## Object point labels
--------------------------------------------------

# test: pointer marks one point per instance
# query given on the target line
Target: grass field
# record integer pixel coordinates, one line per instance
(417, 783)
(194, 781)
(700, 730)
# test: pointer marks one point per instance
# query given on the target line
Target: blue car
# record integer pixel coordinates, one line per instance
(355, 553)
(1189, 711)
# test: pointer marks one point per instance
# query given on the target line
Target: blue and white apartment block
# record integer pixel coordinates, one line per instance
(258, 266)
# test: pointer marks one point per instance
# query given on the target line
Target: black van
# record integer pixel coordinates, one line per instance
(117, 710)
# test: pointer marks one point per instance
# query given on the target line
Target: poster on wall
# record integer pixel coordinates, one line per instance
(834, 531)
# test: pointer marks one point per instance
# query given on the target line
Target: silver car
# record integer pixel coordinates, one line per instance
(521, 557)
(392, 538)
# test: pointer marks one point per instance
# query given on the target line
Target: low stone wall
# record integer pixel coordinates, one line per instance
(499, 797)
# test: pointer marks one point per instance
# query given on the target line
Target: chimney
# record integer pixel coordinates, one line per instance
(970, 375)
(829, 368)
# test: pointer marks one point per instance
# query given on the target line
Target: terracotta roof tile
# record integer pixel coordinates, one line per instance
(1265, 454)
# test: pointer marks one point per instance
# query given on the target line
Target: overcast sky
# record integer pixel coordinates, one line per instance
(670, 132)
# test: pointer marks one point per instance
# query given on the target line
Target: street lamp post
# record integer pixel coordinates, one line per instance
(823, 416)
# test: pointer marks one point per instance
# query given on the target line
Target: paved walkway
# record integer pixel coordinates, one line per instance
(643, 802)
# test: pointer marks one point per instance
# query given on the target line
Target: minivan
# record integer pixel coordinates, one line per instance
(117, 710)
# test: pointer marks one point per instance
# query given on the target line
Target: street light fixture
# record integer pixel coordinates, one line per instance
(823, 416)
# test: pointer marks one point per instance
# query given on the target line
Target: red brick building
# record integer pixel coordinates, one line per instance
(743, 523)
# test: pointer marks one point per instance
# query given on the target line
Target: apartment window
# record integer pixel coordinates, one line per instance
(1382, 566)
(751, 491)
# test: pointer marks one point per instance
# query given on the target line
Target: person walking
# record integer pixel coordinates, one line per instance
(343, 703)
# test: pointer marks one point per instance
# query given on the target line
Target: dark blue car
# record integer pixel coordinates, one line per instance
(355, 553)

--------------------------------------------------

## Goal
Please repeat all the records above exactly as they appear.

## Solution to the problem
# test: pointer marks one point per instance
# query given on the target line
Target: grass field
# record integer pixel coordinates, one line per instance
(417, 783)
(194, 781)
(700, 730)
# test: pointer marks one point per instance
# query given on the target line
Target: blue car
# record integer pixel coordinates, one line per instance
(355, 553)
(1189, 711)
# test: pointer marks one point per instance
# query given on the target line
Target: blue and white apartment block
# record integer pixel coordinates, one line per instance
(258, 266)
# test: pointer marks one point per instance
# query given on the target line
Target: black van
# record integer pixel coordinates, one line per instance
(117, 710)
# test: pointer marks one point per instance
# query given on the target line
Target: poster on wall
# record integer pixel coordinates, one line per instance
(834, 531)
# test: pointer marks one point per instance
# query given on the target line
Target: silver car
# record integer pixel coordinates, one line per instance
(521, 557)
(392, 538)
# test: pointer marks one point per instance
# query given on the target line
Target: low stone wall
# record integer pixel coordinates, one line per instance
(499, 797)
# test: pointer marks one point per instance
# query given on the target line
Target: chimney
# record integer pixel coordinates, one line per instance
(970, 375)
(829, 368)
# test: pointer marks one point per instance
# query given on the target line
Target: terracotta roof tile
# record integer pixel coordinates, one line per instance
(1265, 454)
# test: pointer marks one point per instance
# query given on the target line
Target: overcast sky
# record integer pixel coordinates, one line per instance
(670, 132)
# test: pointer marks one point per instance
# query given on the target line
Target: street lamp post
# record integer pixel coordinates, one line per instance
(823, 416)
# test: pointer marks one point per instance
# query given on the target line
Target: paved walkway
# record integer pixel coordinates, one line per instance
(643, 802)
# test: pointer marks one point per instance
# query given on the target line
Target: minivan
# record integer pixel coordinates, one line per instance
(117, 710)
# test: pointer marks one point per instance
# query given on the target line
Target: street light fixture
# record integer pixel coordinates, one line per instance
(823, 416)
# test: pointer marks one point per instance
# query given on the target line
Target: red brick building
# record integer pixel coordinates, one line per instance
(743, 523)
# test: pointer marks one point per instance
# query given on the target line
Target: apartment window
# record integer pixel coordinates, one line per instance
(1382, 566)
(751, 491)
# test: pointer marks one point per instance
# query given on the target line
Target: person walking
# record integer pixel coordinates, one line per instance
(343, 703)
# test: pointer marks one point per instance
# query given on the target line
Target: dark blue car
# record integer pixel coordinates, one line per instance
(355, 553)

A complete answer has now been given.